§ Problem statement: Give again, word for word, only the lines from the one containing "the blue dress" through the final line.
——
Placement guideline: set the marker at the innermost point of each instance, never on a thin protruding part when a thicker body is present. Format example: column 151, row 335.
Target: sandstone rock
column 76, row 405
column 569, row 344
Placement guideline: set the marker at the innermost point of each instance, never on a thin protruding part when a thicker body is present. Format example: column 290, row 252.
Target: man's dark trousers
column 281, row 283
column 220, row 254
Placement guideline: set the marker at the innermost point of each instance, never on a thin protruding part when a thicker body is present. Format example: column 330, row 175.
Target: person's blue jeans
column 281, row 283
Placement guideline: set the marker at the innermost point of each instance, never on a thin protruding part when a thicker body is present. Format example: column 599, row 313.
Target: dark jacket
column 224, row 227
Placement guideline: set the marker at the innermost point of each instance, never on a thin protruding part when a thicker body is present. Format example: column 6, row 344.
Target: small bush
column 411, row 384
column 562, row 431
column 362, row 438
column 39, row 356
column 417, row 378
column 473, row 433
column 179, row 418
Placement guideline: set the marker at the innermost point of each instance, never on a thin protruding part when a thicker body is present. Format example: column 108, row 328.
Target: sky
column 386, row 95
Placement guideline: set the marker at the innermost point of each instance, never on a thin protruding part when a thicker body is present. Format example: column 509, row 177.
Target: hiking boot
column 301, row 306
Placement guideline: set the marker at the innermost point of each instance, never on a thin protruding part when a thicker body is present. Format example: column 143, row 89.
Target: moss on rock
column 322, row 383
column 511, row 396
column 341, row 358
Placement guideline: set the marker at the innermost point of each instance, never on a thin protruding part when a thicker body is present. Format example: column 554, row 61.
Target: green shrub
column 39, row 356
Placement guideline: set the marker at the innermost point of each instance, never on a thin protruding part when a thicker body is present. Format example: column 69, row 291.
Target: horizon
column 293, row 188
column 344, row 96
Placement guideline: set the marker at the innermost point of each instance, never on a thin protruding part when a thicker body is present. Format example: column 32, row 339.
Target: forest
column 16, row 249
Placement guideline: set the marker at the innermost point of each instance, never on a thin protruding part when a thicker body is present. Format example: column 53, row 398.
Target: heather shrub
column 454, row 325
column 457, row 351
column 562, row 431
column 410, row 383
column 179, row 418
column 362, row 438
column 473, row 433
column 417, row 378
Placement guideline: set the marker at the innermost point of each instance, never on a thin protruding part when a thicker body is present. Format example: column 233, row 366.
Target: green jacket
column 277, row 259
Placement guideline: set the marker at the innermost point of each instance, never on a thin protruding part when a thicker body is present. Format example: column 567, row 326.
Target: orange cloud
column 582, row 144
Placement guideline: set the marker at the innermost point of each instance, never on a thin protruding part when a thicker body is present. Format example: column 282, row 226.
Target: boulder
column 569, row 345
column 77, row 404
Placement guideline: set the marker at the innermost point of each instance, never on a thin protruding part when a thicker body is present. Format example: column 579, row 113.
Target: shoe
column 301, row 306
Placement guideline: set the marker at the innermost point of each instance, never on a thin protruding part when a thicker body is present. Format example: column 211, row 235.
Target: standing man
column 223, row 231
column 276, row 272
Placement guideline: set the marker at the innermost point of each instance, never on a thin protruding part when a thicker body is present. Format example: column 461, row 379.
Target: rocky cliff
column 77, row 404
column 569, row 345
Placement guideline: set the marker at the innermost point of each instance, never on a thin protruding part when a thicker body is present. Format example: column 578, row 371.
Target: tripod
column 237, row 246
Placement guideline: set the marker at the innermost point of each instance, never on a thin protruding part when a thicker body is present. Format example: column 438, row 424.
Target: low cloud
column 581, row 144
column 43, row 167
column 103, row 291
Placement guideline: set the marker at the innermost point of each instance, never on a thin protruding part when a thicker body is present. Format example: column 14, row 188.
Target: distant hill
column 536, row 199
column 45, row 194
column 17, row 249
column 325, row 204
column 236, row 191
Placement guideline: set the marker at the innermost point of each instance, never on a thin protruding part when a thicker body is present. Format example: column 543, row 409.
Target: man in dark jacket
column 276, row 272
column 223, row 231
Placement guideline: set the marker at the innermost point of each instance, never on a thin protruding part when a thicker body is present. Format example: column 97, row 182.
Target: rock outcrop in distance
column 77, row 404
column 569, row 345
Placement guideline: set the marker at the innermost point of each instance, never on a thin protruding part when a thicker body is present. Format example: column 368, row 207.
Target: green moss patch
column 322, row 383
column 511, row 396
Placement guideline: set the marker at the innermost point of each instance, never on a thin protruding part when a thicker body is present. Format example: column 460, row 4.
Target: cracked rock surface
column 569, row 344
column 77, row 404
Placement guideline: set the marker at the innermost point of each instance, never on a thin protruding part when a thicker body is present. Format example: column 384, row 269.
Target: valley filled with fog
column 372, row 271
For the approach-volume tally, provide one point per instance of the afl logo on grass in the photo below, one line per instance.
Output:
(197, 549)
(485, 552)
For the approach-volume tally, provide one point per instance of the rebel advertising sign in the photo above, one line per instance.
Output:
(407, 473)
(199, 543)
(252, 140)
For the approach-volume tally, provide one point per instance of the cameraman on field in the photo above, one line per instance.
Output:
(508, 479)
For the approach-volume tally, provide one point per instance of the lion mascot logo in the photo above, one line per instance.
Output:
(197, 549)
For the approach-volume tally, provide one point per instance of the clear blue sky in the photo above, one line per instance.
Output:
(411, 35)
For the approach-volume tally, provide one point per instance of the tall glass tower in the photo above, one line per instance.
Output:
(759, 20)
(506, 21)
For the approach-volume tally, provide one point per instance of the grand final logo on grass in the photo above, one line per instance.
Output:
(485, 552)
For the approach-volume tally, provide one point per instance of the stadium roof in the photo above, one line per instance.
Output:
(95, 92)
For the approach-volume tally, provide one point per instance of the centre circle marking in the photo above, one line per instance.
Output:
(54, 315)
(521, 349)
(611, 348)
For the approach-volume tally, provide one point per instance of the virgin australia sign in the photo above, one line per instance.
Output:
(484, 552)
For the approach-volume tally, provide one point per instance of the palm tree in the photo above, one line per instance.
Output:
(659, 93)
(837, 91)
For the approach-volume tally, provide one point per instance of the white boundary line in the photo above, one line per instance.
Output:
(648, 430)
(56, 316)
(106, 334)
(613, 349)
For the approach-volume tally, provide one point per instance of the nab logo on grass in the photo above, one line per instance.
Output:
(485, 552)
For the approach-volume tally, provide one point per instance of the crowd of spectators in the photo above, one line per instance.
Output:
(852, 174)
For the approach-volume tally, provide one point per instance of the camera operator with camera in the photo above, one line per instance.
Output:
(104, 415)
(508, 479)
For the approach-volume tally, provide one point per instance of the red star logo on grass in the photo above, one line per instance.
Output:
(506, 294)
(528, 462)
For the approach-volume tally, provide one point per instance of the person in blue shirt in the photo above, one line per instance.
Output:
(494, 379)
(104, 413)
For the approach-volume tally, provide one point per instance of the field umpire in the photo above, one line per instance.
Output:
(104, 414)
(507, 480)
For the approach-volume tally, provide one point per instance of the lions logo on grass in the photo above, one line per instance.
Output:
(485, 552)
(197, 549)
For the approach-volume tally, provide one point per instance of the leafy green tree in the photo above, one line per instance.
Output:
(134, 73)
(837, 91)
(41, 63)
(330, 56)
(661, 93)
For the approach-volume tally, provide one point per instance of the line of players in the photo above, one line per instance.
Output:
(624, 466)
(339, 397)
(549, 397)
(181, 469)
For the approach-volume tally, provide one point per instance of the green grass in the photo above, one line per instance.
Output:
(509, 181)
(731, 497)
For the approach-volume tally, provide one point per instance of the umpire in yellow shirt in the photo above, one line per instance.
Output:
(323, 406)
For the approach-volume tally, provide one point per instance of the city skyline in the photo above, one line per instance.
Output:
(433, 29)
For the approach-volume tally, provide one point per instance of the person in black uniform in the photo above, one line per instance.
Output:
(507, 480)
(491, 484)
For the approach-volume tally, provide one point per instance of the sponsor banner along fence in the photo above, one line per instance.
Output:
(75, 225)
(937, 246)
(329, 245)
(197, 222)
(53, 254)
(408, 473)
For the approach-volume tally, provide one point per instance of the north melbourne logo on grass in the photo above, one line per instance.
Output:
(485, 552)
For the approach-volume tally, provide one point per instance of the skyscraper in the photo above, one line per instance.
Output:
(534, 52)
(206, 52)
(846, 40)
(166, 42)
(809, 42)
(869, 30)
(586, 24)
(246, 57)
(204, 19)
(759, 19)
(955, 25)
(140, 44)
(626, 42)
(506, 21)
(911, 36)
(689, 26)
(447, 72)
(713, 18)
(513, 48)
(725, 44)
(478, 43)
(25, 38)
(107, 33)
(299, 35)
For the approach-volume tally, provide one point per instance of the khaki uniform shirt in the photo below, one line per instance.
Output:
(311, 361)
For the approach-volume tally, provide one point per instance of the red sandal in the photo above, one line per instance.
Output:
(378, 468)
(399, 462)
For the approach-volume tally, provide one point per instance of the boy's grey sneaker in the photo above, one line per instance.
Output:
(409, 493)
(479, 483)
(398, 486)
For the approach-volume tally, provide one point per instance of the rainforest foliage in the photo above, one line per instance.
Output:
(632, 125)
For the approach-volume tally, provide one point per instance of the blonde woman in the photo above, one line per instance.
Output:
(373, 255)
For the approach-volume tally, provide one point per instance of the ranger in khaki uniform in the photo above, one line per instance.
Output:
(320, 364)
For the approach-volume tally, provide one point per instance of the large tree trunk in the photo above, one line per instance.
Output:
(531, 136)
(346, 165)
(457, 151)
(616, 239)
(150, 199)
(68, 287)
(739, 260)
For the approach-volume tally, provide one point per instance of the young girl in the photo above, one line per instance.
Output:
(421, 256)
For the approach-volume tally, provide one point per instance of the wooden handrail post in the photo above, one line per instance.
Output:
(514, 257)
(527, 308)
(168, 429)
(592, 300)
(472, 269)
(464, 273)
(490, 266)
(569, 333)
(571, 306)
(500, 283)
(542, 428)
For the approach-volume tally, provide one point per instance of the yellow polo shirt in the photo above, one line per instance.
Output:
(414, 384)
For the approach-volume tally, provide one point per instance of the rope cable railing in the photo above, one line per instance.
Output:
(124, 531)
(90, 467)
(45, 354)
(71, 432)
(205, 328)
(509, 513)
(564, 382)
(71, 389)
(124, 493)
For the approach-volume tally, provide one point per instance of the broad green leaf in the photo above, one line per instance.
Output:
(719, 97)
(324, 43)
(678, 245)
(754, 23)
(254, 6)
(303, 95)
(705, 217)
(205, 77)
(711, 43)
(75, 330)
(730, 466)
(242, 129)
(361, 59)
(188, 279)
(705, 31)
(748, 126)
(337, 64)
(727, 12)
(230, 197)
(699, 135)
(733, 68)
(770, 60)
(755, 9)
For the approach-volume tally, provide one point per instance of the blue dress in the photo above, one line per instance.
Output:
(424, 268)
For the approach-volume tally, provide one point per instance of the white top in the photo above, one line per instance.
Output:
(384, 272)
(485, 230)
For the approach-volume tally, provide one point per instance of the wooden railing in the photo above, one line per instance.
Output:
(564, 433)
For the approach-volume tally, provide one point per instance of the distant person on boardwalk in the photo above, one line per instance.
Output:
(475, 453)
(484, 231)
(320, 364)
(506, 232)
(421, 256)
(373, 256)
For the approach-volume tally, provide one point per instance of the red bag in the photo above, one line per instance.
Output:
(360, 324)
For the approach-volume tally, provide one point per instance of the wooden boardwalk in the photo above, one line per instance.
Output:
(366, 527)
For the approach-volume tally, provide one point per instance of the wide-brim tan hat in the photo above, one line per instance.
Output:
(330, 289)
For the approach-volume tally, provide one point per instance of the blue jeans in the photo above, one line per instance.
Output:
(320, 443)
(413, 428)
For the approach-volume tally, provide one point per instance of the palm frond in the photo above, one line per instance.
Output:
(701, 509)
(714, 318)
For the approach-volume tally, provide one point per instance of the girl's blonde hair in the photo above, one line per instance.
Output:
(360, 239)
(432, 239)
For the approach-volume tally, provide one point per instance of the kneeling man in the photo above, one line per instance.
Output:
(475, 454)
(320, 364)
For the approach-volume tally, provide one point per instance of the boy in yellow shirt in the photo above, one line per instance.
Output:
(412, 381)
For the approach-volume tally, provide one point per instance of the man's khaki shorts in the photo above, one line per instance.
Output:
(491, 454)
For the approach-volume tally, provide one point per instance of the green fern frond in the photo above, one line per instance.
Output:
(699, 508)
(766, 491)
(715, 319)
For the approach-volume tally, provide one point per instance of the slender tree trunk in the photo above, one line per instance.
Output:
——
§ Response to this exercise:
For the approach-volume tally, provide one point per instance of the blue dress in the photo above, one line per instance.
Output:
(424, 268)
For the approach-volume tally, provide one point per instance of the white top in the photo above, one line per instance.
Output:
(384, 272)
(485, 230)
For the approach-volume tally, provide one point per instance of the wooden railing in the photo above, one line per instance.
Output:
(564, 433)
For the approach-volume tally, provide one point per instance of the distant person on boardwalk in the photo above, one line per instance.
Output:
(475, 453)
(484, 231)
(320, 364)
(506, 232)
(421, 256)
(373, 256)
For the approach-volume tally, provide one point per instance of the red bag in the photo above, one line per instance.
Output:
(360, 324)
For the approach-volume tally, provide one point per instance of the wooden boardwalk in the photo above, one line per instance.
Output:
(366, 527)
For the approach-volume tally, provide one point per instance of the wide-brim tan hat in the photo above, one line per instance.
Output:
(330, 289)
For the approach-volume tally, provide one point per instance of the blue jeans in the photo above, one line per instance.
Output:
(320, 443)
(413, 428)
For the approach-volume tally, provide one point per instance of the palm frond in the photo above, one line per instance.
Output:
(701, 509)
(714, 318)
For the approach-volume tally, provide one point per instance of the girl's blonde hair in the photo above, one line per instance.
Output:
(360, 239)
(432, 239)
For the approach-volume tally, provide one point per instance of the kneeling man in the photo above, one line per instance.
Output:
(475, 454)
(320, 364)
For the approach-volume tally, provide one point per instance of the boy in yellow shirt in the photo above, one line per instance.
Output:
(412, 381)
For the approach-volume tally, provide one point per instance of the man's khaki shorts in the photo above, one line per instance.
Output:
(491, 454)
For the approach-volume tally, provide one point per instance of the green fern frond in the photo above, one line per instance.
Output:
(699, 508)
(766, 491)
(715, 319)
For the approach-volume tally, provide one point per instance of the slender tree trunk in the photo above, one line per instance.
Output:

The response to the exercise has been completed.